Records contained in a dataset:
_ _ _ _

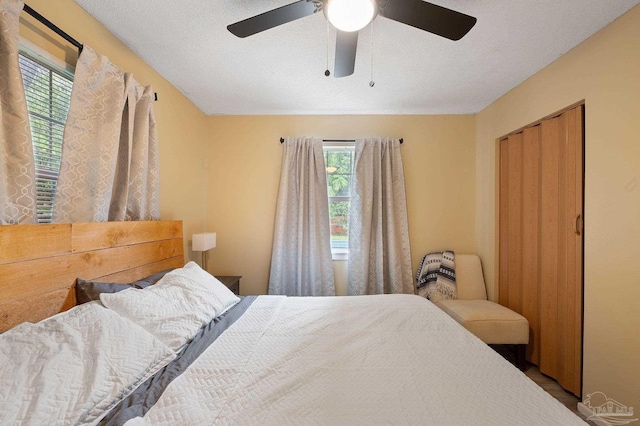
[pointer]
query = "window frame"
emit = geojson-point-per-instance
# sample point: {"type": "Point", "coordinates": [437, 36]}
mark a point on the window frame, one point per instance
{"type": "Point", "coordinates": [340, 253]}
{"type": "Point", "coordinates": [63, 70]}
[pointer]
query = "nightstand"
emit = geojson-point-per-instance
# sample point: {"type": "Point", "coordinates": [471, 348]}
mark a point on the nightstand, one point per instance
{"type": "Point", "coordinates": [233, 282]}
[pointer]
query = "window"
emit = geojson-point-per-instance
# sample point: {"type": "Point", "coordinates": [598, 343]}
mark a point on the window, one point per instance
{"type": "Point", "coordinates": [48, 93]}
{"type": "Point", "coordinates": [338, 159]}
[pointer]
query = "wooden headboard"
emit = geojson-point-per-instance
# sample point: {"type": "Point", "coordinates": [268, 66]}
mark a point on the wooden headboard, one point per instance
{"type": "Point", "coordinates": [39, 264]}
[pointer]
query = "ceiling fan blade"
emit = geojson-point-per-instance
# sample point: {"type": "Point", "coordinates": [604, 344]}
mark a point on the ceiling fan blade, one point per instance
{"type": "Point", "coordinates": [346, 46]}
{"type": "Point", "coordinates": [273, 18]}
{"type": "Point", "coordinates": [429, 17]}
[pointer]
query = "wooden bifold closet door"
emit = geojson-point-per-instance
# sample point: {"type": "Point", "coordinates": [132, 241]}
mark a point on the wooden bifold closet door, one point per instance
{"type": "Point", "coordinates": [540, 240]}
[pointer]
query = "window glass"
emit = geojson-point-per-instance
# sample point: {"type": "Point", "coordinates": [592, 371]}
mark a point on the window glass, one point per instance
{"type": "Point", "coordinates": [48, 93]}
{"type": "Point", "coordinates": [339, 163]}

_ _ _ _

Retype every entry verbatim and exclude the pictures from the copy.

[pointer]
query = "window frame"
emit = geojson-point-per-instance
# sample point: {"type": "Point", "coordinates": [437, 36]}
mark a point on the window frame, one point per instance
{"type": "Point", "coordinates": [340, 253]}
{"type": "Point", "coordinates": [63, 70]}
[pointer]
query = "nightstand"
emit = geojson-point-per-instance
# sample point: {"type": "Point", "coordinates": [471, 348]}
mark a point on the nightstand, one point per instance
{"type": "Point", "coordinates": [233, 282]}
[pointer]
query = "window"
emit = geojson-point-per-instance
# sample point: {"type": "Point", "coordinates": [598, 343]}
mark a point on the window, one point per instance
{"type": "Point", "coordinates": [48, 93]}
{"type": "Point", "coordinates": [338, 159]}
[pointer]
query = "wooden headboard"
emit = geojson-point-per-instance
# sample point: {"type": "Point", "coordinates": [268, 66]}
mark a point on the wooden headboard, one point per instance
{"type": "Point", "coordinates": [39, 264]}
[pointer]
query = "ceiling fan blade"
emit = geojson-point-per-instance
# sample point: {"type": "Point", "coordinates": [604, 344]}
mark a point on the ceiling fan blade, one point per instance
{"type": "Point", "coordinates": [346, 46]}
{"type": "Point", "coordinates": [273, 18]}
{"type": "Point", "coordinates": [429, 17]}
[pointer]
query = "wooden bifold closet door"
emit = geojson-point-per-instance
# sample point: {"type": "Point", "coordinates": [132, 241]}
mark a point on the wooden bifold closet door, one point per instance
{"type": "Point", "coordinates": [540, 240]}
[pointer]
query = "window glass"
emit = geojson-point-per-instance
# sample point: {"type": "Point", "coordinates": [592, 371]}
mark a point on the window glass, one point per instance
{"type": "Point", "coordinates": [48, 93]}
{"type": "Point", "coordinates": [339, 163]}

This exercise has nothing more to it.